* [OBJECTIVES]:
A - Can you retype the stretch from "In the Voices" through "make the cut." in the Civil War tobacco quotes?
B - How would you put this sentence from the Civil War tobacco quotes into Spanish: "Some of the captains supply the men from company funds, and Captain Partridge buys it himself, and trusts the men until they are paid."

* [SOURCE PASSAGE]:
_ _ _

In the Voices section of the Spring 2018 issue of The Civil War Monitor we highlighted first-person quotes from Union and Confederate troops about the use of tobacco among soldiers and civilians. Unfortunately, we didn’t have room to include all that we found. Below are those that didn’t make the cut.
“I’m sorry you feel so bad about my smoking. I think, after you had spent a night or two on picket and saw the comfort the soldiers draw from a pipe or cigar as they sit round the fire, you would say, ‘I forgive you—smoke, at least while you are in the army.’”
—Oliver Wilcox Norton, 83rd Pennsylvania Infantry, in a letter to his cousin, February 27, 1862
“The boys are greatly in need of tobacco, but I managed to get a handkerchief full of smoking—you know I don’t chew—while out foraging on my own hook; it was a good thing I can assure you. Some of the captains supply the men from company funds, and Captain Partridge buys it himself, and trusts the men until they are paid. Our captain has company funds, but is so mean, he will not use it for any thing. He has never done any thing for the men, by which he would spend a cent of his own money.”
—Alfred Davenport, 5th New York Infantry, in a letter to his mother, April 21, 1862
“Saw Wardell to-day, and he gave me some tobacco, which ‘saved my life’ for 24 hours at least.”
—Andersonville prisoner Eugene Forbes, on an encounter with a fellow POW, in his diary, November 15, 1864
“I have given up smoking. Think of that! You see, at first, when I found there was little to do, I smoked vigorously to pass away time. But when the cigar was smoked, there was an end to the amusement, so I then determined to break off smoking altogether, and, to make it exciting, I kept a handful of cigars in my pocket so that the temptation might be frequently incurred. Whenever I longed for a fragrant Havana, I would take one in fingers, and then sitting back in my chair, reason philosophically on the pernicious effects of tobacco. On reaching the point of conviction, I would return it to my pocket unlighted. This, you see, has afforded me a very excellent pastime.”

_ _ _

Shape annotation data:
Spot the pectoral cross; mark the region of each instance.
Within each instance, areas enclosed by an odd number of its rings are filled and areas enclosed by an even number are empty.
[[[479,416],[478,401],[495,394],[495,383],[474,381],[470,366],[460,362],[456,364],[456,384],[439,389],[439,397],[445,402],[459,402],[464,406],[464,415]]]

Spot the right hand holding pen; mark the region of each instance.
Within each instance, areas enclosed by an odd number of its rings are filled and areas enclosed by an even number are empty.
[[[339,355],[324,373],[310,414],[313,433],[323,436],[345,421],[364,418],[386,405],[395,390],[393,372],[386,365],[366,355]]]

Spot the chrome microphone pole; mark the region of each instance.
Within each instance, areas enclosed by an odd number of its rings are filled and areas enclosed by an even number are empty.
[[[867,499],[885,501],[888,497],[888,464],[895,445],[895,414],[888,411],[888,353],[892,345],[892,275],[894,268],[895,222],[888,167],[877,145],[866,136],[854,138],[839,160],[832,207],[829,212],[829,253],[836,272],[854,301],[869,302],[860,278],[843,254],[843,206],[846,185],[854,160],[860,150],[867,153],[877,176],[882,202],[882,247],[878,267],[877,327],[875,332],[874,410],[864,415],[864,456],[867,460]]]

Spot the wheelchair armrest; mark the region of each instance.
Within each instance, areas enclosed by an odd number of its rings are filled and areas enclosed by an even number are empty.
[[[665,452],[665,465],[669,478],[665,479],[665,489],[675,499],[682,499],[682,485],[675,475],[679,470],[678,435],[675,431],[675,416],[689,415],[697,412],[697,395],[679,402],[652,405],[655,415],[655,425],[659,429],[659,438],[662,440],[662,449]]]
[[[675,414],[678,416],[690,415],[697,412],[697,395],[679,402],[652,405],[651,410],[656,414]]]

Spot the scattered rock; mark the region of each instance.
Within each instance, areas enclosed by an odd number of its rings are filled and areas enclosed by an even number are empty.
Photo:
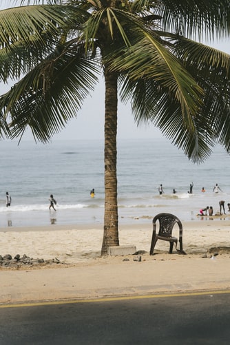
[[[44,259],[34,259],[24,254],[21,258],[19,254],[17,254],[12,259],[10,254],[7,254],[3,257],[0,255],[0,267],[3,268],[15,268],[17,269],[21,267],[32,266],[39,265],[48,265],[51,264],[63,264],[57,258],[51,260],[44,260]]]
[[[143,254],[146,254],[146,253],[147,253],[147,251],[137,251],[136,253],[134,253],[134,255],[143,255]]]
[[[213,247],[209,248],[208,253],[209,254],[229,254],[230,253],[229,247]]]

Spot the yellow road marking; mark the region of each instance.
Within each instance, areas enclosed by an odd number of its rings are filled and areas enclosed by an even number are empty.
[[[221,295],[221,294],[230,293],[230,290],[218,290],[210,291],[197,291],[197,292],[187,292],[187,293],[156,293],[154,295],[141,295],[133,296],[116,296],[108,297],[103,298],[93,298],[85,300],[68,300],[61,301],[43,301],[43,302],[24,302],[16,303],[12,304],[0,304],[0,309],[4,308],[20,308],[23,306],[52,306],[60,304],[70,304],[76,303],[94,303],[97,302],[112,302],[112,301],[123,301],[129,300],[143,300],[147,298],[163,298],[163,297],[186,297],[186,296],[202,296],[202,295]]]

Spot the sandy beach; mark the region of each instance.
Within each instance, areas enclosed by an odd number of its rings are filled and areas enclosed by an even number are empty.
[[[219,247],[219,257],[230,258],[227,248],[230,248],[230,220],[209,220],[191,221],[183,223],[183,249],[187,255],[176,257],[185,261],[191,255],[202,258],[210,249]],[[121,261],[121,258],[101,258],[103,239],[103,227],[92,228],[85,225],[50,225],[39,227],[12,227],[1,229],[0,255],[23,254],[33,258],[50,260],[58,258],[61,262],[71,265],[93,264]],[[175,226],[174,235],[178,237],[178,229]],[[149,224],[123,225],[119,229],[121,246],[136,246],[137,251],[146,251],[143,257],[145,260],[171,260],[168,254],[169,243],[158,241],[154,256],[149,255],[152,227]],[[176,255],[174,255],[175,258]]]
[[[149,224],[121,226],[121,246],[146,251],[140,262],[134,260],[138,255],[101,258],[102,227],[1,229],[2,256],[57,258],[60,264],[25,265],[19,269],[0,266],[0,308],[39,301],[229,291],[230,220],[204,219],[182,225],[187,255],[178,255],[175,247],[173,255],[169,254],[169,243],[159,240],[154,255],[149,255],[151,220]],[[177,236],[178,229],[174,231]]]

_ _ _

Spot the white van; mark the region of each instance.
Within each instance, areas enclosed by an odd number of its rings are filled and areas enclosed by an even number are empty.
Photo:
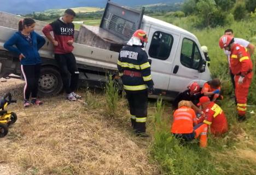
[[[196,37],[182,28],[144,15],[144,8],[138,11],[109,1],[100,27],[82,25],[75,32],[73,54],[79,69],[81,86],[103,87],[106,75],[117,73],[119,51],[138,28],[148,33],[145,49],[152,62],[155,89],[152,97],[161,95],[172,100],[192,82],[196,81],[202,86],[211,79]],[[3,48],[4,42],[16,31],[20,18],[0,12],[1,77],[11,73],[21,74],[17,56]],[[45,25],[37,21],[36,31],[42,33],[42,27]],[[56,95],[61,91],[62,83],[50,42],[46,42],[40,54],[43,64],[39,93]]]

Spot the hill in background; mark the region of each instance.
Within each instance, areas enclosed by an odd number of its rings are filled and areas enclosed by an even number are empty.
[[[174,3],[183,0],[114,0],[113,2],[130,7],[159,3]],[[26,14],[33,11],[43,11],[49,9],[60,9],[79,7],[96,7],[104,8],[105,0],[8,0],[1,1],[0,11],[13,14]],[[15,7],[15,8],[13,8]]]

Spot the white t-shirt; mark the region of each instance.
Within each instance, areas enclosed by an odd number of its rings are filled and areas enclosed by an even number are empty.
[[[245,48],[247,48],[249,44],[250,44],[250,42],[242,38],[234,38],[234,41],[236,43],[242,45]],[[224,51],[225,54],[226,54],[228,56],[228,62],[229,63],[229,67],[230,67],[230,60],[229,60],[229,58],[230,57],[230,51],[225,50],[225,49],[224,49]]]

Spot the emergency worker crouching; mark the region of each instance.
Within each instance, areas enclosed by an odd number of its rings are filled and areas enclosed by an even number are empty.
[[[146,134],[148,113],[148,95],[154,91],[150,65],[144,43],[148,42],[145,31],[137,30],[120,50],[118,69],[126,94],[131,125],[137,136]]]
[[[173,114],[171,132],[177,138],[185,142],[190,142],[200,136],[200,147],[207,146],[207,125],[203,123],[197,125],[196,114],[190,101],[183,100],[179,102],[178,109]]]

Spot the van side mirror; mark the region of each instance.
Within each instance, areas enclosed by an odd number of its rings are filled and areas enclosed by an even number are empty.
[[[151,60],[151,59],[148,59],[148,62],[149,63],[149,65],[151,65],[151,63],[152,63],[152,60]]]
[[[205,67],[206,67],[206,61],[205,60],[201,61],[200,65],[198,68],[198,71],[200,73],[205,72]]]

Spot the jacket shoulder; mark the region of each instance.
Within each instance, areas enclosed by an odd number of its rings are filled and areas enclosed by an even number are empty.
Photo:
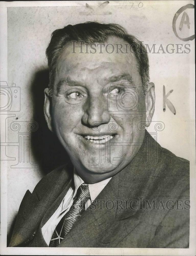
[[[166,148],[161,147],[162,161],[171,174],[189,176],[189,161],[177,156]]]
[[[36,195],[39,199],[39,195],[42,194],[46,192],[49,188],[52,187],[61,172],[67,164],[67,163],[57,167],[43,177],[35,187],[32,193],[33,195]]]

_ _ _

* [ANSWERS FOR THIS EXERCISE]:
A -
In the Voices section of the Spring 2018 issue of The Civil War Monitor we highlighted first-person quotes from Union and Confederate troops about the use of tobacco among soldiers and civilians. Unfortunately, we didn’t have room to include all that we found. Below are those that didn’t make the cut.

B - Algunos de los capitanes abastecen a los hombres con fondos de la compañía, y el capitán Partridge lo compra él mismo y les fía a los hombres hasta que les pagan.